Exercises
1. Output the point labeling rows as a JSON list of strings, with one string per line and blank lines left out.
2. Write what comes next in the text on ggplot line plots and their aesthetics, starting right after its last sentence.

Text shown
Of the three types of plots we’ve made, which do you like better? Most professional data visualization practitioners would prefer the line plot. The line connecting the points indicates continuity and it has a fairly elegant and minimalist presentation compared to a bar plot.

Aesthetics

Each geom has its own set of aesthetics that can be manipulated when we plot the data. For example, geom_line has color, linetype, size. I know this because if I use the RStudio help menu to search for geom_line or if I run ?geom_line from the R prompt, I get the help page for the function. The first thing I learn is that there are three types of line plots that I can use within the ggplot framework - geom_path, geom_line, and geom_step. These all have very similar syntax, but do slightly different things. As you scan through this help page, you will find a section called “Aesthetics” that tells you what thing can be manipulated for these commands.

Records from a point labeling set
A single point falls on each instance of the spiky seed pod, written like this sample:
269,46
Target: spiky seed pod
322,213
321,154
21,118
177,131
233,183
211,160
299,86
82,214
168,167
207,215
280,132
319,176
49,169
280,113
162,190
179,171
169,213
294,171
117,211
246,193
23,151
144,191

Results for the exercise
1.
[
  "A single point falls on each instance of the spiky seed pod, written like this sample:",
  "269,46",
  "Target: spiky seed pod",
  "322,213",
  "321,154",
  "21,118",
  "177,131",
  "233,183",
  "211,160",
  "299,86",
  "82,214",
  "168,167",
  "207,215",
  "280,132",
  "319,176",
  "49,169",
  "280,113",
  "162,190",
  "179,171",
  "169,213",
  "294,171",
  "117,211",
  "246,193",
  "23,151",
  "144,191"
]

2.
Aesthetics:

     ‘geom_path()’ understands the following aesthetics (required
     aesthetics are in bold):
        • *‘x’*
        • *‘y’*
        • ‘alpha’
        • ‘colour’
        • ‘group’
        • ‘linetype’
        • ‘size’

     Learn more about setting these aesthetics in
     ‘vignette("ggplot2-specs")’.

Clearly x and y are going to be required. We’ll talk about it in a bit, but we set those in the line ggplot(annual_counts, aes(x=year, y=count)).

Let’s see how we can manipulate these aesthetics.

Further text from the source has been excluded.